=== Teks Bacaan ===
((
Buleleng (Metrobali.com)

 

St Saraswati bersama dengan On The River (OTR) ikuti lomba ogoh-ogoh sekabupaten Buleleng mewakili Desa yang diselenggarakan oleh LSM Bli Braya dengan tema Cetik Gringsing. Penilaian lomba oleh juri ada beberapa tahap dari segi anatomi, alur cerita dan bahan yang digunakan.

Cetik Gringsing merupakan nama racun mematikan yang paling terkenal ditelinga orang Bali. Racun inilah yang diusung secara filosofi oleh ST Saraswati bersama OTR dari Banjar Peken, Desa Sangsit, Kecamatan Sawan.

Ogoh-ogoh setinggi kurang lebih tiga meter itu terdiri dari kepiting, bintang laut, ikan buntal yang memiliki tangan dan taring ditunggangi bhutakala berwujud raksasa yang memiliki tentakel gurita di bawah rambut belakang dengan lidah menjulur.

Kordinator sekaligus penanggung jawab saat dijumpai awak media di sela menunggu proses penjurian ogoh-ogoh pada Kamis (7/03) sore, mengatakan secara fisik cetik gringsing mungkin berupa racun namun secara makna lebih dari pada itu.

“Cetik gringsing terdiri dari dua kata yaitu cetik yang berarti racun dan gringsing berarti jalinan atau untaian, jadi cetik gringsing adalah untaian racun yang biasanya menggunakan media tinta dengan untaian warna hitam, cokelat, merah, dan putih. Manusia yang dikuasai sifat binatang hanya akan membawa pertengkaran, kehancuran, dan petaka,” ungkap Nyoman Suda Yasa.
))
=== Soal Latihan ===
Salin bagian artikel tentang ogoh-ogoh Cetik Gringsing yang dimulai pada kata-kata "St Saraswati bersama dengan" dan berhenti setelah kata-kata "Sangsit, Kecamatan Sawan.", tanpa mengubah satu huruf pun. Item-item di bawah ini merupakan bahan tersendiri yang terpisah dari artikel tentang ogoh-ogoh Cetik Gringsing.

=== Daftar Data ===
((
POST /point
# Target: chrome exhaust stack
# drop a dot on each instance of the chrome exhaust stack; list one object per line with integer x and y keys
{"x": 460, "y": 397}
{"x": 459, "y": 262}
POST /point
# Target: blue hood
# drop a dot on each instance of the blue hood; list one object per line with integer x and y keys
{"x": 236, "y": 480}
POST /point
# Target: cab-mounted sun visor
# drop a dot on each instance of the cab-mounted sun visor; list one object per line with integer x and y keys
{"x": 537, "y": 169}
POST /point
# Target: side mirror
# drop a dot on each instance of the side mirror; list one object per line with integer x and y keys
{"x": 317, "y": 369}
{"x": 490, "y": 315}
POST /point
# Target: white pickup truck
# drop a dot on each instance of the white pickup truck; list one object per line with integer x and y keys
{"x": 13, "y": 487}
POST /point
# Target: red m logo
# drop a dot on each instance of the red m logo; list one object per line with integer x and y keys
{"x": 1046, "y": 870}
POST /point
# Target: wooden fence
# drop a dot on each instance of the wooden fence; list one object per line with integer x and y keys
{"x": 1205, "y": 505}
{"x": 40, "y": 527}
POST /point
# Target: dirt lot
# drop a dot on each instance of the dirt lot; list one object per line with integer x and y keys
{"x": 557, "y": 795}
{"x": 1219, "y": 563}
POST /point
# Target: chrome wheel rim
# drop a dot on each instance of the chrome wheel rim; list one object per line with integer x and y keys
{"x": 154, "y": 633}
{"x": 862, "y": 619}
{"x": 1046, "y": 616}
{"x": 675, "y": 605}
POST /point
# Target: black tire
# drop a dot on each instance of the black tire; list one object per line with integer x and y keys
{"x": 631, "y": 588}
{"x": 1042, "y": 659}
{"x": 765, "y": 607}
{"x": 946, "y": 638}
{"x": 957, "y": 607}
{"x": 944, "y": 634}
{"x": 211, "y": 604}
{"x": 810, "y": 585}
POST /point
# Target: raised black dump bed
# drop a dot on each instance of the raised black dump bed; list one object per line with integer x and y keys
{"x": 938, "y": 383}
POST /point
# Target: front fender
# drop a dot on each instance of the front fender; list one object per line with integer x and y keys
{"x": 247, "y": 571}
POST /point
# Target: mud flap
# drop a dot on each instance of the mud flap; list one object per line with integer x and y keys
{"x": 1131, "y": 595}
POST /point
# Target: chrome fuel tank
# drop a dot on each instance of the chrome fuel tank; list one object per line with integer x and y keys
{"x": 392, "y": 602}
))
=== Pembahasan Soal ===
St Saraswati bersama dengan On The River (OTR) ikuti lomba ogoh-ogoh sekabupaten Buleleng mewakili Desa yang diselenggarakan oleh LSM Bli Braya dengan tema Cetik Gringsing. Penilaian lomba oleh juri ada beberapa tahap dari segi anatomi, alur cerita dan bahan yang digunakan.

Cetik Gringsing merupakan nama racun mematikan yang paling terkenal ditelinga orang Bali. Racun inilah yang diusung secara filosofi oleh ST Saraswati bersama OTR dari Banjar Peken, Desa Sangsit, Kecamatan Sawan.